Brano scelto:
'''

Ma la mia esperienza, limitata certo e forse poco significativa, è quella di vedere persone che, non religiose se non proprio atee, acquisita la consapevolezza di precipitare verso la fine della propria vita, spaventate da questo esito si aggrappano verso una speranza di riscatto o di restituzione di felicità dopo la sofferenza senza soluzione in un momento post mortem.

E mi chiedo: io come mi comporterò? E' facile forse essere laico e ateo in salute e senza eccessivi problemi. Ma se il mio areo cominciasse a precipitare, la paura avrebbe il sopravvento sulla mia consapevolezza dell'inesistenza di qualsiasi divinità e sul fatto che un nel momento in cui il mio cuore cessasse di battere, tutto è finito?

Se io Giobbe ateo cominciassi a subire, per sventura, per caso o anche per colpa, disgrazie che minassero la mia serenità, saprei essere razionalmente consapevole che queste sono una delle varie possibilità che gli umani incontrano nel loro cammino, essendo lo scorrere del tempo e il percorso della storia assolutamente indifferente alla felicità o alla infelicità di ogni uomo (ed essendo probabilmente ininfluente questa alla evoluzione dell'universo) oppure per paura comincerei a “scommettere” su qualche possibilità di avere una seconda possibilità paradisiaca?

'''

Record archiviati:
'''

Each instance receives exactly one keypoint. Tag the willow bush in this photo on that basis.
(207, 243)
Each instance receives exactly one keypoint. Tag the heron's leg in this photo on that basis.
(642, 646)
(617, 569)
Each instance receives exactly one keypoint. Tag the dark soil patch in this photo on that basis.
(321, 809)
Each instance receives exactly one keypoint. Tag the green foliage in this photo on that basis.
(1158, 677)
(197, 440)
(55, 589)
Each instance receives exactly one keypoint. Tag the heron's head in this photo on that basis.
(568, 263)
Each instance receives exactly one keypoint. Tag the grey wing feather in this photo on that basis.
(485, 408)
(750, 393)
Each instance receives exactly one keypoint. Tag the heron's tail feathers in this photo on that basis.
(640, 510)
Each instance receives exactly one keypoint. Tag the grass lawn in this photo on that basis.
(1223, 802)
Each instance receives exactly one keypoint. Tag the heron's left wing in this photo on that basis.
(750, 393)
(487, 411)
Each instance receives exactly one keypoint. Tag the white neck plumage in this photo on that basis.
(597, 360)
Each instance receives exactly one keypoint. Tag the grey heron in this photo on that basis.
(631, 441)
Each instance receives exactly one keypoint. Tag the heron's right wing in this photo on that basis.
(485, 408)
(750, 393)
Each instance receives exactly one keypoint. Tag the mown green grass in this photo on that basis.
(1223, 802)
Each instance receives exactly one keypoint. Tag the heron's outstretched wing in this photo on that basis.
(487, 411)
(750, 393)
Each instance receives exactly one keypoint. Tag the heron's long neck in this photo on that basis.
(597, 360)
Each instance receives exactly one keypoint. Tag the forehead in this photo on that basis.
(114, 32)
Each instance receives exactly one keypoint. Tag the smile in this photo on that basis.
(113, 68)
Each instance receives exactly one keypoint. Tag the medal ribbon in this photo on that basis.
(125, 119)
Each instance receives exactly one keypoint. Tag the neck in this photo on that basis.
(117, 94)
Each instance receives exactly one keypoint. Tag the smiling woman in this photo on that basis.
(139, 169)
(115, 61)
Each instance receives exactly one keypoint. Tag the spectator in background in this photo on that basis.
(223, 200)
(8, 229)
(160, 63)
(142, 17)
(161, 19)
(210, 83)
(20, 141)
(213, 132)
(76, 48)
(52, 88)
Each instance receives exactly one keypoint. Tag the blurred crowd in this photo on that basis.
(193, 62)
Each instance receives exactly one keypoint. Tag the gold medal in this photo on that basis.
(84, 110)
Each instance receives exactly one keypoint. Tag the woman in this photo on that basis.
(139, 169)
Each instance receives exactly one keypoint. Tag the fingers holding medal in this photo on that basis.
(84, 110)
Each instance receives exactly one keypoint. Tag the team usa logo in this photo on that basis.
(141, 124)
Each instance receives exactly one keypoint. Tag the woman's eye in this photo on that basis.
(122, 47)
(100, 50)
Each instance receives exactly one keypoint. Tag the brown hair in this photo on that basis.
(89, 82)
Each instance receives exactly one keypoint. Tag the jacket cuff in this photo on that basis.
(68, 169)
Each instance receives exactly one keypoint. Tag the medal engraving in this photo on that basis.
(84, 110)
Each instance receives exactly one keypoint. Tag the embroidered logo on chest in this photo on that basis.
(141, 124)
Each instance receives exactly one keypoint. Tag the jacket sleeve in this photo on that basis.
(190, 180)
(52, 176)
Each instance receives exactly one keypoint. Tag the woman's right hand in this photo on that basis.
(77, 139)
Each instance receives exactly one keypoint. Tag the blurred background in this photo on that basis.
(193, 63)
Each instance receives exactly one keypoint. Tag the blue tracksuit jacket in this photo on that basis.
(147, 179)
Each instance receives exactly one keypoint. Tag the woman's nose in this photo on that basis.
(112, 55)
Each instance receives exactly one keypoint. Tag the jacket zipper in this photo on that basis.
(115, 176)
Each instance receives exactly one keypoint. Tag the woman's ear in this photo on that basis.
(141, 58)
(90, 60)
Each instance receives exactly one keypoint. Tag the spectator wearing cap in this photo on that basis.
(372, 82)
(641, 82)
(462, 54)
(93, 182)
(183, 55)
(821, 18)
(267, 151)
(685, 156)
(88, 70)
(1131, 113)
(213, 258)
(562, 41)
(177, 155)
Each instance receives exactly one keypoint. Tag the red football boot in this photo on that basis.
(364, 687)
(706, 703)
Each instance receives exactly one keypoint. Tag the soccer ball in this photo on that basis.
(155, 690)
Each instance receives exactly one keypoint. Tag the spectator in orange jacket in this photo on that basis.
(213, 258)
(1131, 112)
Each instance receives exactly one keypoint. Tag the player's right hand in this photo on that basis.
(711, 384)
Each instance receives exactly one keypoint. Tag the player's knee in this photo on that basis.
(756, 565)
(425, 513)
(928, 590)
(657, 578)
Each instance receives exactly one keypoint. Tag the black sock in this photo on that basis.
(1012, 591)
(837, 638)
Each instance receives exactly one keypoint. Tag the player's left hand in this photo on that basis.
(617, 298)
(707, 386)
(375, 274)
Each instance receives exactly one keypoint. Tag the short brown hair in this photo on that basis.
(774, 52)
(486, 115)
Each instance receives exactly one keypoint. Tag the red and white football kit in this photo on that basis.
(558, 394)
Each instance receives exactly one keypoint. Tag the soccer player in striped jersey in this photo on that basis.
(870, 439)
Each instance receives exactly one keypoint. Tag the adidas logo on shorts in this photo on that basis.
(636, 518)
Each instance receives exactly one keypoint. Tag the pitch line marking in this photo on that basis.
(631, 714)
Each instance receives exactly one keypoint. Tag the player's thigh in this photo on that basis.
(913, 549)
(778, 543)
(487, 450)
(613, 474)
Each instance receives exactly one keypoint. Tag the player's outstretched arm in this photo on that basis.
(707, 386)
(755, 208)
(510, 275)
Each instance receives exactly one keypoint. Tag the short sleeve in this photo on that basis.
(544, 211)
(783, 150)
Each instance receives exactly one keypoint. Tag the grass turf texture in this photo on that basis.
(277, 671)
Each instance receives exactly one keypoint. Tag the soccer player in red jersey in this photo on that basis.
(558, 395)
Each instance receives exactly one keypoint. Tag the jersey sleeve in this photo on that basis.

'''

Compito scritto:
Prosegui il brano sull'ateismo davanti alla sofferenza e alla morte, riprendendo subito dopo la sua ultima frase.

Il risultato:
Ecco il testo di Levi della Torre.


Nel libro di Giobbe, le responsabilità divine nel bene e nel male sono messe in scena fin dall'inizio, nella scommessa con il Satàn, a cui il Signore affida “l'esperimento umano” su un giusto, per verificare in “corpore vili” quanto la creatura possa resistere nelle sue convinzioni spirituali sotto la pressione crescente della sorte, fino all'estremo, fino alla perdita di ogni speranza, incarnata nella propria discendenza e nel proprio corpo.
...
Potremmo dire che quello che Dio e il Satàn vogliono sperimentare in Giobbe è quanto la coscienza umana sia condizionata dalle circostanze e dal suo stato sociale e fisico, se l'essere umano risulti devoto e benevolo nel momento della fortuna, e cambi parere e convinzioni nel momento della rovina o in che misura invece la sua coscienza sappia essere autonoma dal mutare delle condizioni: fino a che punto, insomma, funzioni il libero arbitrio della creatura. È un esperimento sul libero arbitrio umano. Ma al tempo stesso un'affermazione del libero arbitrio divino, libero dalle definizioni in cui Lo vorrebbe catturare la teologia.